*What to do:* Please reproduce verbatim the lines below, from the first through the one with "the black stamen.".

*Data:*
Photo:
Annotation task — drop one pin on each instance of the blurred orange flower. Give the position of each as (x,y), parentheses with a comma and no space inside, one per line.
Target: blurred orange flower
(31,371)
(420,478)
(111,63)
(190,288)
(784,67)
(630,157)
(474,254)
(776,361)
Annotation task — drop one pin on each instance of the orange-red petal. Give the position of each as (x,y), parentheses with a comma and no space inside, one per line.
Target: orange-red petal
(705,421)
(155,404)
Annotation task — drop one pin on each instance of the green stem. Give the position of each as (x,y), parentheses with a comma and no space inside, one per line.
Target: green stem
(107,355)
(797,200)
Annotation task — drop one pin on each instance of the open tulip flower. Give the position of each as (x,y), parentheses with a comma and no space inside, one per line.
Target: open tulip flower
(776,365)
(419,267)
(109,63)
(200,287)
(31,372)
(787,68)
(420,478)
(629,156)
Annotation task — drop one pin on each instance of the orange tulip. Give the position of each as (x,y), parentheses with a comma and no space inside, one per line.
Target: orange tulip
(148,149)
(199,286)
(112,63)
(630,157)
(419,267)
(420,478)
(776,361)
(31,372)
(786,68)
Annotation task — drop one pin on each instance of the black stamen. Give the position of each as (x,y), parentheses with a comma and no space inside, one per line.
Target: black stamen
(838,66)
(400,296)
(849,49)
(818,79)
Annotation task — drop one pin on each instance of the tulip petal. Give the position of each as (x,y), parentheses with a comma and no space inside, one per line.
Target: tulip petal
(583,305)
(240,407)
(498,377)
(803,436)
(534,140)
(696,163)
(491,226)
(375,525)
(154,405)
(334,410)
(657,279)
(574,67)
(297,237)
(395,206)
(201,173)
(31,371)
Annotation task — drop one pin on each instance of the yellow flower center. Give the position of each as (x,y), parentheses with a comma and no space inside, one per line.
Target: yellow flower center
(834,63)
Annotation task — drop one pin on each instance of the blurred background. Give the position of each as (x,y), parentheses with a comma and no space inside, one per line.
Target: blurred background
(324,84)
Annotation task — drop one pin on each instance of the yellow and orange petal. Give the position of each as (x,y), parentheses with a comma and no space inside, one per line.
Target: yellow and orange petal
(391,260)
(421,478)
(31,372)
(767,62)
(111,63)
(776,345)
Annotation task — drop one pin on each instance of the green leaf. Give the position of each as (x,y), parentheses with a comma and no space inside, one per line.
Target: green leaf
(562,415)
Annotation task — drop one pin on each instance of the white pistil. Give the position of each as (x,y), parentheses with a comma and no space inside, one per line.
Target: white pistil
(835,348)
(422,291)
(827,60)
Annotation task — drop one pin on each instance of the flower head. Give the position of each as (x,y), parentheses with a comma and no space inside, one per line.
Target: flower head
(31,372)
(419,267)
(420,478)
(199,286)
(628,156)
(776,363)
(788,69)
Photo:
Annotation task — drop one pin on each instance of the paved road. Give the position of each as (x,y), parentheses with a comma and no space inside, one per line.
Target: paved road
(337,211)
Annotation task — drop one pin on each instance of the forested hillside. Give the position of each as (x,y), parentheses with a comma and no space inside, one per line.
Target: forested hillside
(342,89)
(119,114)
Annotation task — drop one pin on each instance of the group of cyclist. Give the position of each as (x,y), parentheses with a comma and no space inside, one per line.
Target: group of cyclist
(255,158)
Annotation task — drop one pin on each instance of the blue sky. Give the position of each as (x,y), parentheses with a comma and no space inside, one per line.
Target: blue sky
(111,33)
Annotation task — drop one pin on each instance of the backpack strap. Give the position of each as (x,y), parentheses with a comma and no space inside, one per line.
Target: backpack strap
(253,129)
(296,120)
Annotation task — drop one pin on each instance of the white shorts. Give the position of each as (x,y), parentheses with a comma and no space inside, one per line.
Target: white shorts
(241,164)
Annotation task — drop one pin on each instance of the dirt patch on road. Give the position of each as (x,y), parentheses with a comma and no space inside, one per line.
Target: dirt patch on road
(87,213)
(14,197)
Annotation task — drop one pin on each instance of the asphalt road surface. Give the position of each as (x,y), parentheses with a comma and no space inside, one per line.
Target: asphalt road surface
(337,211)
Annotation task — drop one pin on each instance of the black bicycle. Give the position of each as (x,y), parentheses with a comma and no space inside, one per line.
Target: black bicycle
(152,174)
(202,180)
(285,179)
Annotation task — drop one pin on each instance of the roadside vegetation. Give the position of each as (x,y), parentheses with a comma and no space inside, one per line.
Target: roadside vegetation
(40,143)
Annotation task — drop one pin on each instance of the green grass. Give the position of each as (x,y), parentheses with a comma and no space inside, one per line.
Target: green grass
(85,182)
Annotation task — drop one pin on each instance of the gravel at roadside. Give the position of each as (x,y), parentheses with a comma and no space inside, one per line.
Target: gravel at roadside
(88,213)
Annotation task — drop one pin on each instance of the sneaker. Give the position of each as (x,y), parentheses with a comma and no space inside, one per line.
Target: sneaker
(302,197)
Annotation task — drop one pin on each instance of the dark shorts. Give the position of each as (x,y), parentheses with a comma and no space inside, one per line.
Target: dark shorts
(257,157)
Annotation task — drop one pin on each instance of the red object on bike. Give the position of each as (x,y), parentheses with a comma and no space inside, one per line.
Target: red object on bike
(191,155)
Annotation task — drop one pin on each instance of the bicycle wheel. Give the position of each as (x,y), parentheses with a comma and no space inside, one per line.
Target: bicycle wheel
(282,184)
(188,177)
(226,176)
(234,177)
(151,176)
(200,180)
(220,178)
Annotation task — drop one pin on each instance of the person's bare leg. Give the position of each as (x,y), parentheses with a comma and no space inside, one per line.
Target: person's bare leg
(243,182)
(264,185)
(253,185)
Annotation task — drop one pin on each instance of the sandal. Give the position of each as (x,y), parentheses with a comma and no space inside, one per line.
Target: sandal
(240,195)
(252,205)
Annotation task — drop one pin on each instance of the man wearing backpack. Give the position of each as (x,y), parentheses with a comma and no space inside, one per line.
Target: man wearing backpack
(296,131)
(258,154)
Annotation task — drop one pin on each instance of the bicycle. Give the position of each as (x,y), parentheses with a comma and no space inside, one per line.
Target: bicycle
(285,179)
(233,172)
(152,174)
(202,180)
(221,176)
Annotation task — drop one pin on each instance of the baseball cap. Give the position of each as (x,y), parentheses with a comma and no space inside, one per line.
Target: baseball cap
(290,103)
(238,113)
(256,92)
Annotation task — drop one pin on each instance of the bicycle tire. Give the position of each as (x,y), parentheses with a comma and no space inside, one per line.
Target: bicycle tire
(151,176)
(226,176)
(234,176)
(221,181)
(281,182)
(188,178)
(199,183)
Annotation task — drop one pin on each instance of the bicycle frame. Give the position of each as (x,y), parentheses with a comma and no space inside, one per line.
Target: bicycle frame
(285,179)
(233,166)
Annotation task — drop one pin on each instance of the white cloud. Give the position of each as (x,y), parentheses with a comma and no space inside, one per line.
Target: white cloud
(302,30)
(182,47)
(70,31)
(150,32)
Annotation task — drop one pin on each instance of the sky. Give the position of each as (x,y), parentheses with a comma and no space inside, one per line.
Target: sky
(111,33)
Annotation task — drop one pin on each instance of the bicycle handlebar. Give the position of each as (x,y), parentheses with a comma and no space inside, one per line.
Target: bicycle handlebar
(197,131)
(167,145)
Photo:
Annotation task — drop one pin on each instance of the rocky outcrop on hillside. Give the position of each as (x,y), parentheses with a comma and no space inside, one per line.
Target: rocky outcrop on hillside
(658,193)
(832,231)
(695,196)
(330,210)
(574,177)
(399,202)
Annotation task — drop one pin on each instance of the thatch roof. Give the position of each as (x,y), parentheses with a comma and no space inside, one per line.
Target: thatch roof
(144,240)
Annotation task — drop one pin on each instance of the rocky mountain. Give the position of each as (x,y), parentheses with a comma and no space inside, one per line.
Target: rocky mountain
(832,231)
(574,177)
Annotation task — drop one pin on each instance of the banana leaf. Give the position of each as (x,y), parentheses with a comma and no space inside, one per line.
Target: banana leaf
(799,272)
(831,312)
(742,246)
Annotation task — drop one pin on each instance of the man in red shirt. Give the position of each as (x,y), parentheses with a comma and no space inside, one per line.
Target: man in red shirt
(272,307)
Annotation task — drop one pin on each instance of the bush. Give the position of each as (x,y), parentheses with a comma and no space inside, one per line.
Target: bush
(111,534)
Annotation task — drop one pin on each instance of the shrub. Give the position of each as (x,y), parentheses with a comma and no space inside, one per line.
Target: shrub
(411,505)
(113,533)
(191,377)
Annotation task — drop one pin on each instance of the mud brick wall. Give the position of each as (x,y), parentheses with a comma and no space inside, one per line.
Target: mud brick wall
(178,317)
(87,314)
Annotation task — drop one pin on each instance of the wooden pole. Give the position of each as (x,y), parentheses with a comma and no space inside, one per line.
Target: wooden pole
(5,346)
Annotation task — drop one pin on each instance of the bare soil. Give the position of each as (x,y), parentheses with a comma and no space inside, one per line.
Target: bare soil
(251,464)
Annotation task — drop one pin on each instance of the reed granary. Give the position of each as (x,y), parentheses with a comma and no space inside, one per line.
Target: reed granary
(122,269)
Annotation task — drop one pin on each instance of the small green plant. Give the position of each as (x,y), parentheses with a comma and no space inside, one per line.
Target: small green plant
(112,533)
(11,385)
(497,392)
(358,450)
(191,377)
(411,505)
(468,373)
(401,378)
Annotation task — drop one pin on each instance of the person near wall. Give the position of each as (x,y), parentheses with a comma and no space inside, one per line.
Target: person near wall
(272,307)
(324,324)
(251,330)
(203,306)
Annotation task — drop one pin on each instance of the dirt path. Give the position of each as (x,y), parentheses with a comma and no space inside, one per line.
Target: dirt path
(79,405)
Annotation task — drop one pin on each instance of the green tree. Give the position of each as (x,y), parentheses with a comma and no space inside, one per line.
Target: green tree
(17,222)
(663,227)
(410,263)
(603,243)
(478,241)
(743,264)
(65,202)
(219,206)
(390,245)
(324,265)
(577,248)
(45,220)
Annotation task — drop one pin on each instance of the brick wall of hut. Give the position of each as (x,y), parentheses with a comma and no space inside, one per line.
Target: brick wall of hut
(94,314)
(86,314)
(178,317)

*Final answer:*
Photo:
Annotation task — drop one pin on each instance of the blurred orange flower. Give the position of each as (x,y), parentheses with a comma and no space inside, one per line.
Target: blurred orange flower
(31,371)
(420,478)
(111,63)
(190,288)
(784,67)
(630,157)
(474,254)
(776,361)
Annotation task — drop one pin on each instance of the orange-red petal. Give the position of each as (x,y), parentheses with a comma and no space inside, one per line.
Target: orange-red petal
(705,421)
(155,404)
Annotation task — drop one pin on each instance of the green stem. Give the position of each as (x,y), parentheses with a comma and no space inside, one per line.
Target: green stem
(107,355)
(797,200)
Annotation task — drop one pin on each instance of the open tulip flower. Give the position of each as (x,y), parentheses with a comma and no space inside, one per line.
Target: open tulip flower
(776,365)
(419,267)
(109,63)
(200,287)
(31,372)
(787,68)
(420,478)
(629,156)
Annotation task — drop one pin on each instance of the orange tulip. Give the position of each as (x,y), parentheses with a comma and no space inside, one per line.
Target: orange tulip
(148,149)
(199,286)
(112,63)
(630,157)
(419,267)
(420,478)
(776,361)
(31,372)
(786,68)
Annotation task — drop one pin on each instance of the black stamen. Give the position of each as (x,y), parentheses with a comma and no space inside, one per line.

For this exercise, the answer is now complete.